Exercise details => Begin at the line that contains "the short gray" and repeat every line from there to the end of the records below, inclusive, without adding any other line.

Data =>
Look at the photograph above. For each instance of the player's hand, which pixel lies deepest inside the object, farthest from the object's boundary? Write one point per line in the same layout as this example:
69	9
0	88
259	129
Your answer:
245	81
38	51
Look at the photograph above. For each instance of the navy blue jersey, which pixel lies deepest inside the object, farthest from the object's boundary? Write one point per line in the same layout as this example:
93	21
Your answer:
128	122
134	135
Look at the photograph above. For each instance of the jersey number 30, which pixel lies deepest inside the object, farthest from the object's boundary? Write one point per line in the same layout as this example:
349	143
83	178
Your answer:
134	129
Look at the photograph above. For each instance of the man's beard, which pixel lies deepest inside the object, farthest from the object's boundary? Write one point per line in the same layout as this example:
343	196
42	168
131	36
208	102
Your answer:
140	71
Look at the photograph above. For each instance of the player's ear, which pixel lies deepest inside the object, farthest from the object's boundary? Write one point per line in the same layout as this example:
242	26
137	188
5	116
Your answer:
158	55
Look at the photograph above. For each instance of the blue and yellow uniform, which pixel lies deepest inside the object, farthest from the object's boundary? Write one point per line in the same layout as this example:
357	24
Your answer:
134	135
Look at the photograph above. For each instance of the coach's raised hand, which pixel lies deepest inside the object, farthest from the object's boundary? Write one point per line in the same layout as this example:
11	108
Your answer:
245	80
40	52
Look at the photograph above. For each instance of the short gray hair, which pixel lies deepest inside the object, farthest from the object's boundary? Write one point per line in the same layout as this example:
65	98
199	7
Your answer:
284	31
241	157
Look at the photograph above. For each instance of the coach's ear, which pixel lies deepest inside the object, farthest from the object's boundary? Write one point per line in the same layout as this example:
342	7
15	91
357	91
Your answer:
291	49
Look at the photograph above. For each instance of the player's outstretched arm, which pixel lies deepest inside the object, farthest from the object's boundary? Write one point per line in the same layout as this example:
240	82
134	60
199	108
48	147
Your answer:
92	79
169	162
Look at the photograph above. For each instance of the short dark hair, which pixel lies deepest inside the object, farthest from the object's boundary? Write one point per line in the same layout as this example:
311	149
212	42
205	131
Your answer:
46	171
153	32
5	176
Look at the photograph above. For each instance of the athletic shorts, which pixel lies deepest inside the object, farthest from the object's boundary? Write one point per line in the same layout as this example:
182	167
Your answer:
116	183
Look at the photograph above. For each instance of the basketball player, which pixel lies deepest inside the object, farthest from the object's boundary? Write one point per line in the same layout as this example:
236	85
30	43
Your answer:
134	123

Finished task =>
Look at the photograph above. For each instance of the short gray hair, which pixel lies deepest inside the object, farthest from the object's boundary? Write one point per line in the same layout as this example:
65	98
199	7
Your answer:
284	31
241	157
Look at the photograph above. For each instance of the coach's ear, which pixel lies deepest inside the object, farthest from the object's boundary? Write one point per line in the same layout as this example:
342	7
15	91
357	91
Your answer:
291	49
Look at the photograph above. For each instance of the player's outstretched arm, which pixel lies deepest inside the object, farthest from the object's boundary? Write one point per line in the same layout as this example:
240	82
134	60
199	108
48	147
Your answer:
92	79
169	162
Look at the photograph above. For each instance of the short dark hair, which pixel lies deepest inside the object, farthest from the object's boundary? Write one point per line in the same layout as this example:
311	149
212	42
205	131
Your answer:
46	171
153	32
5	176
Look at the photograph above. For each instance of the athletic shorts, which pixel lies deepest inside the object, farthest from the object's boundary? Write one point per line in the same layout as this example:
182	167
Your answer:
116	183
Look at the photograph above. For each instance of the basketball player, which pixel lies deepest inside the object, farthest from the object's boundary? Write one point per line in the same layout as this example:
236	85
30	43
Your answer:
134	123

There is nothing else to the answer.